» Exercise description: Every line of the listing should be retyped exactly, but none of the pictures should be.

──────── Excerpted data

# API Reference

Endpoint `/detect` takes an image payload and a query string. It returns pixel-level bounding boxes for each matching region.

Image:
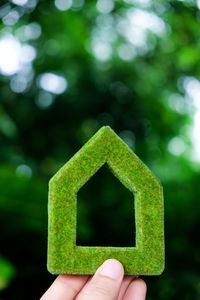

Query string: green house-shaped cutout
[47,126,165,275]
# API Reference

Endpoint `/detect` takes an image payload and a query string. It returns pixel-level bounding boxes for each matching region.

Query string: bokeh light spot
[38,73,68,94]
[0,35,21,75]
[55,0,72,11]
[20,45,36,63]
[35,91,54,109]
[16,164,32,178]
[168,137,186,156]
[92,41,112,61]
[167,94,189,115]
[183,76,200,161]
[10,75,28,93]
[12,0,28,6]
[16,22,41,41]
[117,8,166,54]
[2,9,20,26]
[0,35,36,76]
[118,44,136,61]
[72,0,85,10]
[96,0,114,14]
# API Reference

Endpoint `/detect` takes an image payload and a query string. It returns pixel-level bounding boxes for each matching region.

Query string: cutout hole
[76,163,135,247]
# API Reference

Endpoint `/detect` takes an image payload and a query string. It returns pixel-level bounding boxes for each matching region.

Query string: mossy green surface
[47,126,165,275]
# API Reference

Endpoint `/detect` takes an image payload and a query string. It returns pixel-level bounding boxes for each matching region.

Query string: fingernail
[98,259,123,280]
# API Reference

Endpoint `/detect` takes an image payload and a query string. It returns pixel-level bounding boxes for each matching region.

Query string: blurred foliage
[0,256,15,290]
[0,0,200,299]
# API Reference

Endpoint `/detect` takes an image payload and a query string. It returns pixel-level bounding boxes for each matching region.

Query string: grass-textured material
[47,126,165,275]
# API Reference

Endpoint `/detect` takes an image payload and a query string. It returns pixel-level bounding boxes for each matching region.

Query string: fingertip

────────────────

» Solution to the problem:
# API Reference

Endpoint `/detect` takes an image payload and a query string. It returns pixel-level bounding boxes for each matching region.

Image:

Query string: green house-shaped cutout
[47,126,165,275]
# API Reference

Endpoint `/detect` takes an image payload and a query string. It returns pixel-level bounding boxes for each matching region.

Query string: bokeh light spot
[38,73,68,94]
[0,35,21,75]
[55,0,72,11]
[20,45,36,63]
[35,91,54,109]
[16,164,32,178]
[168,137,186,156]
[92,41,112,61]
[167,94,189,115]
[183,76,200,161]
[10,75,28,93]
[12,0,28,6]
[16,22,41,41]
[117,8,166,54]
[2,9,20,26]
[0,35,36,76]
[118,44,136,61]
[72,0,85,10]
[96,0,114,14]
# API Reference

Endpoint `/detect` takes an image payload and a query string. It returns pixel-level bounding boxes for each matching region.

Query string: cutout hole
[76,163,135,247]
# API Reference

Endpoint `/detect` takes an image payload and a query string. It returns pixel-level bounding boxes for each matching region.

Query string: mossy green surface
[47,126,165,275]
# API Reference

Endpoint `/detect` takes an image payload and a query string. It returns pixel-level bounding boxes for each matching region.

Query string: fingernail
[98,259,123,280]
# API Reference

Endpoint `/detect` takes an image payload and a query string. It returns pixel-level bounding boxes for each matching region.

Query string: blurred foliage
[0,256,15,290]
[0,0,200,299]
# API Reference

Endpoint `/detect` takes an image payload and a query string. It returns pixel-level bounding boxes for each matching region.

Query string: grass-textured material
[47,126,165,275]
# API Reference

Endpoint `/detect` takes an image payload and a query string. It returns pixel-level bounding boxes for each matching region.

Query string: fingertip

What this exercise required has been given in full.